• [Travail demandé]: Pouvez-vous réécrire chaque ligne des enregistrements ci-dessous sous forme de tableau Markdown à deux colonnes, « N° » pour le numéro de rang et « Contenu » pour la ligne, en omettant les lignes vides ?

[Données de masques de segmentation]
--------------------------------------------------

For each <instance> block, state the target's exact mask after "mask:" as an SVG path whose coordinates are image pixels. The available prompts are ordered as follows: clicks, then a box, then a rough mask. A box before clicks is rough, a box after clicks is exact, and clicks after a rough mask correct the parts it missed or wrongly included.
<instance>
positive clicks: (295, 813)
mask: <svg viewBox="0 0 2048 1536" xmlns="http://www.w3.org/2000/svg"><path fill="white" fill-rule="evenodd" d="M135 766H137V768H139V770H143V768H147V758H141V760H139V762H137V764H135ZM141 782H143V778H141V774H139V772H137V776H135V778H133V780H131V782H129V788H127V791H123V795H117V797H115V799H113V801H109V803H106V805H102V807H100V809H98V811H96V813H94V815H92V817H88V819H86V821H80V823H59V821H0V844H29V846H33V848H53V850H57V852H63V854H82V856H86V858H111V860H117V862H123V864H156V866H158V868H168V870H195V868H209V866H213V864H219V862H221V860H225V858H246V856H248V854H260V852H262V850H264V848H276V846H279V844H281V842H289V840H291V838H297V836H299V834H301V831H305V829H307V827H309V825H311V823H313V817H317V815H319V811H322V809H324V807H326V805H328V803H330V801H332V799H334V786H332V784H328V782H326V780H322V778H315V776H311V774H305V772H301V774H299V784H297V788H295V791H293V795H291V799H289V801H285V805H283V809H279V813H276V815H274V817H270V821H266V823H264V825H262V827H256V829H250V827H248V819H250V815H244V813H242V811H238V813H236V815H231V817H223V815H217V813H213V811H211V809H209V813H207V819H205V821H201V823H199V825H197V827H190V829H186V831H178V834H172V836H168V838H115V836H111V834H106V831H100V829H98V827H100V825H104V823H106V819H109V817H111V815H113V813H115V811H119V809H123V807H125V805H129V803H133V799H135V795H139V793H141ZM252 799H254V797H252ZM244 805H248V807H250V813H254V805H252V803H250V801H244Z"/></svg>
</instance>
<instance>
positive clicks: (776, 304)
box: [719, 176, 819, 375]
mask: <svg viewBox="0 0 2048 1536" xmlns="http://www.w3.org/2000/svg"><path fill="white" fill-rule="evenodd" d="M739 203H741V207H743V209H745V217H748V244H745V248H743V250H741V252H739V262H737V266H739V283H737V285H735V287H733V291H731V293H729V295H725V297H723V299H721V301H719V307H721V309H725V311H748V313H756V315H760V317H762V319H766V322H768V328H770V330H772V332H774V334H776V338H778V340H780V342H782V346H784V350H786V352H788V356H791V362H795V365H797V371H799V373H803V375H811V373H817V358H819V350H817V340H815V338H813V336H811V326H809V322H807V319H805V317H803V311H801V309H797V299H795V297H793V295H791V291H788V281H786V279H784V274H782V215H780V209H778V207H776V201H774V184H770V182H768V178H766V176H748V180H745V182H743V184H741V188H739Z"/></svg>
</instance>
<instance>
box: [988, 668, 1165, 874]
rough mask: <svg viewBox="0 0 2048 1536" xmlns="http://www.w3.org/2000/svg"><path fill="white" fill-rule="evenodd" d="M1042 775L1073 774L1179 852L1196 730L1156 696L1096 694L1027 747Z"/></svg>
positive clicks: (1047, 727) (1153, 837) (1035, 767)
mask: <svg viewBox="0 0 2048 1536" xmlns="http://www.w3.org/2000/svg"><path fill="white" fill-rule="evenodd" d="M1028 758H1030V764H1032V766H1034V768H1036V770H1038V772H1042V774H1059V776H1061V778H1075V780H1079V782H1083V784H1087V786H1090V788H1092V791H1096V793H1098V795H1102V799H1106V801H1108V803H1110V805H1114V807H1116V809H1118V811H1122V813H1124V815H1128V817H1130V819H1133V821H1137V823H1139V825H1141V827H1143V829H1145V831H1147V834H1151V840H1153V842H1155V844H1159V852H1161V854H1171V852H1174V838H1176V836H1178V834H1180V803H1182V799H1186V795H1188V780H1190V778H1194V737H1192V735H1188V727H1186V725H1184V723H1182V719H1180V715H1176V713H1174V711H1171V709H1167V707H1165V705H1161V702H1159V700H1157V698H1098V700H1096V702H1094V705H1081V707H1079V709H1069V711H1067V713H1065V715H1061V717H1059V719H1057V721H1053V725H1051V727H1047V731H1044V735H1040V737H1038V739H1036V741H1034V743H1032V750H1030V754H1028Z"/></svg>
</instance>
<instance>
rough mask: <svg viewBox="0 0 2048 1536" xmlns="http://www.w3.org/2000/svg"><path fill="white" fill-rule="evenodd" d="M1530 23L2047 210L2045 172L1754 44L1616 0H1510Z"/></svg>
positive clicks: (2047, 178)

--------------------------------------------------

• [Corrigé de l'exercice]:
| N° | Contenu |
|---|---|
| 1 | For each <instance> block, state the target's exact mask after "mask:" as an SVG path whose coordinates are image pixels. The available prompts are ordered as follows: clicks, then a box, then a rough mask. A box before clicks is rough, a box after clicks is exact, and clicks after a rough mask correct the parts it missed or wrongly included. |
| 2 | <instance> |
| 3 | positive clicks: (295, 813) |
| 4 | mask: <svg viewBox="0 0 2048 1536" xmlns="http://www.w3.org/2000/svg"><path fill="white" fill-rule="evenodd" d="M135 766H137V768H139V770H143V768H147V758H141V760H139V762H137V764H135ZM141 782H143V778H141V774H139V772H137V776H135V778H133V780H131V782H129V788H127V791H123V795H117V797H115V799H113V801H109V803H106V805H102V807H100V809H98V811H96V813H94V815H92V817H88V819H86V821H80V823H59V821H0V844H29V846H33V848H53V850H57V852H63V854H82V856H86V858H111V860H117V862H123V864H156V866H158V868H168V870H195V868H209V866H213V864H219V862H221V860H225V858H246V856H248V854H260V852H262V850H264V848H276V846H279V844H281V842H289V840H291V838H297V836H299V834H301V831H305V829H307V827H309V825H311V823H313V817H317V815H319V811H322V809H324V807H326V805H328V803H330V801H332V799H334V786H332V784H328V782H326V780H322V778H315V776H311V774H305V772H301V774H299V784H297V788H295V791H293V795H291V799H289V801H285V805H283V809H279V813H276V815H274V817H270V821H266V823H264V825H262V827H256V829H250V827H248V819H250V815H244V813H242V811H238V813H236V815H231V817H223V815H217V813H213V811H211V809H209V813H207V819H205V821H201V823H199V825H197V827H190V829H186V831H178V834H172V836H168V838H115V836H111V834H106V831H100V829H98V827H100V825H104V823H106V819H109V817H111V815H113V813H115V811H119V809H123V807H125V805H129V803H133V799H135V795H139V793H141ZM252 799H254V797H252ZM244 805H248V807H250V813H254V805H252V803H250V801H244Z"/></svg> |
| 5 | </instance> |
| 6 | <instance> |
| 7 | positive clicks: (776, 304) |
| 8 | box: [719, 176, 819, 375] |
| 9 | mask: <svg viewBox="0 0 2048 1536" xmlns="http://www.w3.org/2000/svg"><path fill="white" fill-rule="evenodd" d="M739 203H741V207H743V209H745V217H748V244H745V248H743V250H741V252H739V262H737V266H739V283H737V285H735V287H733V291H731V293H729V295H725V297H723V299H721V301H719V307H721V309H725V311H748V313H756V315H760V317H762V319H766V322H768V328H770V330H772V332H774V334H776V338H778V340H780V342H782V346H784V350H786V352H788V356H791V362H795V365H797V371H799V373H803V375H811V373H817V358H819V350H817V340H815V338H813V336H811V326H809V322H807V319H805V317H803V311H801V309H797V299H795V297H793V295H791V291H788V281H786V279H784V274H782V215H780V209H778V207H776V201H774V184H770V182H768V178H766V176H748V180H745V182H743V184H741V188H739Z"/></svg> |
| 10 | </instance> |
| 11 | <instance> |
| 12 | box: [988, 668, 1165, 874] |
| 13 | rough mask: <svg viewBox="0 0 2048 1536" xmlns="http://www.w3.org/2000/svg"><path fill="white" fill-rule="evenodd" d="M1042 775L1073 774L1179 852L1196 730L1156 696L1096 694L1027 747Z"/></svg> |
| 14 | positive clicks: (1047, 727) (1153, 837) (1035, 767) |
| 15 | mask: <svg viewBox="0 0 2048 1536" xmlns="http://www.w3.org/2000/svg"><path fill="white" fill-rule="evenodd" d="M1028 758H1030V764H1032V766H1034V768H1036V770H1038V772H1042V774H1059V776H1061V778H1075V780H1079V782H1083V784H1087V786H1090V788H1092V791H1096V793H1098V795H1102V799H1106V801H1108V803H1110V805H1114V807H1116V809H1118V811H1122V813H1124V815H1128V817H1130V819H1133V821H1137V823H1139V825H1141V827H1143V829H1145V831H1147V834H1151V840H1153V842H1155V844H1159V852H1161V854H1171V852H1174V838H1176V836H1178V834H1180V803H1182V799H1186V795H1188V780H1190V778H1194V737H1192V735H1188V727H1186V725H1184V723H1182V719H1180V715H1176V713H1174V711H1171V709H1167V707H1165V705H1161V702H1159V700H1157V698H1098V700H1096V702H1094V705H1081V707H1079V709H1069V711H1067V713H1065V715H1061V717H1059V719H1057V721H1053V725H1051V727H1047V731H1044V735H1040V737H1038V739H1036V741H1034V743H1032V750H1030V754H1028Z"/></svg> |
| 16 | </instance> |
| 17 | <instance> |
| 18 | rough mask: <svg viewBox="0 0 2048 1536" xmlns="http://www.w3.org/2000/svg"><path fill="white" fill-rule="evenodd" d="M1530 23L2047 210L2045 172L1754 44L1616 0H1510Z"/></svg> |
| 19 | positive clicks: (2047, 178) |